**Written instruction:**
The line containing "Identify each instance of the palm tree trunk" marks where to begin; quote it and every line after it through the end of the data, exactly as written.

---- Provided entries

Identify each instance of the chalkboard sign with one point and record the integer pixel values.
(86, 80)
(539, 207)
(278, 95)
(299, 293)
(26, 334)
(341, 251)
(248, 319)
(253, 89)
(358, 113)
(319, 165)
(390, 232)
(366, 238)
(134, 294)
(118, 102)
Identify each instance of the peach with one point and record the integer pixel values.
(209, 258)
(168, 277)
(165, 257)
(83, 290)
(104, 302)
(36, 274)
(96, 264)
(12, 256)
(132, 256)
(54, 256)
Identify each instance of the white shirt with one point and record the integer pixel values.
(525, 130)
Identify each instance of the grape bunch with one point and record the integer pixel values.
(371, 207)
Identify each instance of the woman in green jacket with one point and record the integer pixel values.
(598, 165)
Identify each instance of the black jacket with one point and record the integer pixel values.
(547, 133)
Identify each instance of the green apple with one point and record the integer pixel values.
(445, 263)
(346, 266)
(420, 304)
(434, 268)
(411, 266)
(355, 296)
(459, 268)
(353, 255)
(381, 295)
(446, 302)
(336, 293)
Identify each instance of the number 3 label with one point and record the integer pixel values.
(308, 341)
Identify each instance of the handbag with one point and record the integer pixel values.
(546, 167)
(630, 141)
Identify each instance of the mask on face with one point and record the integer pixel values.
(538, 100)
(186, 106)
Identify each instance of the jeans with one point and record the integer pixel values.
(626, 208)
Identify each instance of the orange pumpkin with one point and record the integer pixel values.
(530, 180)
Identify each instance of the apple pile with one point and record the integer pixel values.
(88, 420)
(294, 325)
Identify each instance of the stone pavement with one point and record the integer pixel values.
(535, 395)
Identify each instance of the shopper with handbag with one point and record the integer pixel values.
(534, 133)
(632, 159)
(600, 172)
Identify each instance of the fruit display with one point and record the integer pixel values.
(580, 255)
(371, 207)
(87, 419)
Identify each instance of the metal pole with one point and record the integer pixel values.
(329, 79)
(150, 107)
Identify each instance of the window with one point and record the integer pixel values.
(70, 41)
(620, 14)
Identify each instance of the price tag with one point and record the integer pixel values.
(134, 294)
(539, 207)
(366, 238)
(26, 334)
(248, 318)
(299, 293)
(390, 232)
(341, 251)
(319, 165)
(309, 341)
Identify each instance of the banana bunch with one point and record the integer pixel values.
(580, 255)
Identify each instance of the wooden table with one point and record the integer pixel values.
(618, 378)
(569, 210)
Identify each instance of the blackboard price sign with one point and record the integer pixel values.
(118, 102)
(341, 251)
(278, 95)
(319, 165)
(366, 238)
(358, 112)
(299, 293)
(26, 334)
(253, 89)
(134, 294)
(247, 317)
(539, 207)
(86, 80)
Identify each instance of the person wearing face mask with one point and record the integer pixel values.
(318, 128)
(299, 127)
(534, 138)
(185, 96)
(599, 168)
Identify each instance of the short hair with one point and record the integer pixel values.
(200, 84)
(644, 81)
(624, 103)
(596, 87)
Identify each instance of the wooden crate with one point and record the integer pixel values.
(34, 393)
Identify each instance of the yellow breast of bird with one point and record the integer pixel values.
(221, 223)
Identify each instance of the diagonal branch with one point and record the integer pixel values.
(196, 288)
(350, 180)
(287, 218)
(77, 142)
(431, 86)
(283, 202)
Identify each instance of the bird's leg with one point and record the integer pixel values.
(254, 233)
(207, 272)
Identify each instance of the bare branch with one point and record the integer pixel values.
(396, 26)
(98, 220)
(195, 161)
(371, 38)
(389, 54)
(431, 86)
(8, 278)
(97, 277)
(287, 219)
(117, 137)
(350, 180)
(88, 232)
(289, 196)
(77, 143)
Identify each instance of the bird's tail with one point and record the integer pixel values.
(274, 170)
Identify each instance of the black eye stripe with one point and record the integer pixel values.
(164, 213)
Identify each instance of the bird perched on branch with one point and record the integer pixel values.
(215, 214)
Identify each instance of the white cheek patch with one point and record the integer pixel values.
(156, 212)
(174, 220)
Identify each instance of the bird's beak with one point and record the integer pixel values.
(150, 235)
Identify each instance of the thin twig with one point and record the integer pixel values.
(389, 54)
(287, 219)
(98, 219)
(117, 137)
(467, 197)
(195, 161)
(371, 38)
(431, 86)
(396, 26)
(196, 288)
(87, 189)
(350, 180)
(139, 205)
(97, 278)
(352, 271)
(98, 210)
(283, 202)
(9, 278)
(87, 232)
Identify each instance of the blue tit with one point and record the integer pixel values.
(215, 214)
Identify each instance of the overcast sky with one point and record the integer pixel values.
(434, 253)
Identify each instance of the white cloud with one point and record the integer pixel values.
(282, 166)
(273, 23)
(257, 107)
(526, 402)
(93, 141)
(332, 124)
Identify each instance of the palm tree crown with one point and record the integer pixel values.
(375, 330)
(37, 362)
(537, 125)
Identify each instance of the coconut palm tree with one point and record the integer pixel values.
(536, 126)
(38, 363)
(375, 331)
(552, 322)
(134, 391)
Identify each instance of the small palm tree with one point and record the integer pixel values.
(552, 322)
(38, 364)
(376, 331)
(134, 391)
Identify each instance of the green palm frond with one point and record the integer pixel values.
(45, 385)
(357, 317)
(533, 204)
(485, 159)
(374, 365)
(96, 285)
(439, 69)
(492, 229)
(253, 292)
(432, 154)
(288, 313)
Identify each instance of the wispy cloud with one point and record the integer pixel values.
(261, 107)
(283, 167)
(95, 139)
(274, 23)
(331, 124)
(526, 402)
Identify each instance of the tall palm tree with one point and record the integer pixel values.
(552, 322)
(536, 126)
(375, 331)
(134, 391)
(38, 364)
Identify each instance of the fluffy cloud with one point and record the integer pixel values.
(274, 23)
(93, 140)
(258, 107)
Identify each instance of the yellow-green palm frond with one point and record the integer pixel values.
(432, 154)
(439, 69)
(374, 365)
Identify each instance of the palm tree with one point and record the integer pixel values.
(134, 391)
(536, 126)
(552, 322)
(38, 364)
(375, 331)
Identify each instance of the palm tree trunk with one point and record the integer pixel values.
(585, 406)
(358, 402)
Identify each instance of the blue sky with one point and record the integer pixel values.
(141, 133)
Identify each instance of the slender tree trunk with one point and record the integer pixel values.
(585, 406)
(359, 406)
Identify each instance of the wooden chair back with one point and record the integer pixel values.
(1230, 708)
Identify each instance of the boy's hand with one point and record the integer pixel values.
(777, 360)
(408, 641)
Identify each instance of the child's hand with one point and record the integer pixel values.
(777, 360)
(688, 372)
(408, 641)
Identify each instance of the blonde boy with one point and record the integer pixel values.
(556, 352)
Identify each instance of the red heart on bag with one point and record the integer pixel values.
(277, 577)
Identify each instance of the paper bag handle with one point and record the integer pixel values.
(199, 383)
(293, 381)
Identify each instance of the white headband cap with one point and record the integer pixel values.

--------

**Expected answer:**
Identify each instance of the palm tree trunk with one point and record the integer pixel values.
(585, 406)
(358, 402)
Identify each instance of the blue sky with one point and record the integer pixel values.
(141, 133)
Identify each instance of the slender tree trunk with one point and record the integer pixel values.
(585, 406)
(359, 406)
Identify each instance of the wooden chair back with one point and record the integer pixel values.
(1230, 708)
Identify each instance of the boy's hand with one point and record the integer pixel values.
(777, 360)
(408, 641)
Identify each instance of the child's hand with one point and record the integer pixel values.
(777, 360)
(688, 372)
(408, 641)
Identify each instance of the blonde boy with one point and record the integer pixel values.
(556, 352)
Identify each instance of the red heart on bag with one point and record the integer pixel values.
(277, 577)
Identify each instance of the paper bag handle with one point and record the integer pixel values.
(199, 383)
(293, 381)
Identify each instance of the white headband cap with one point and record the integer pixel values.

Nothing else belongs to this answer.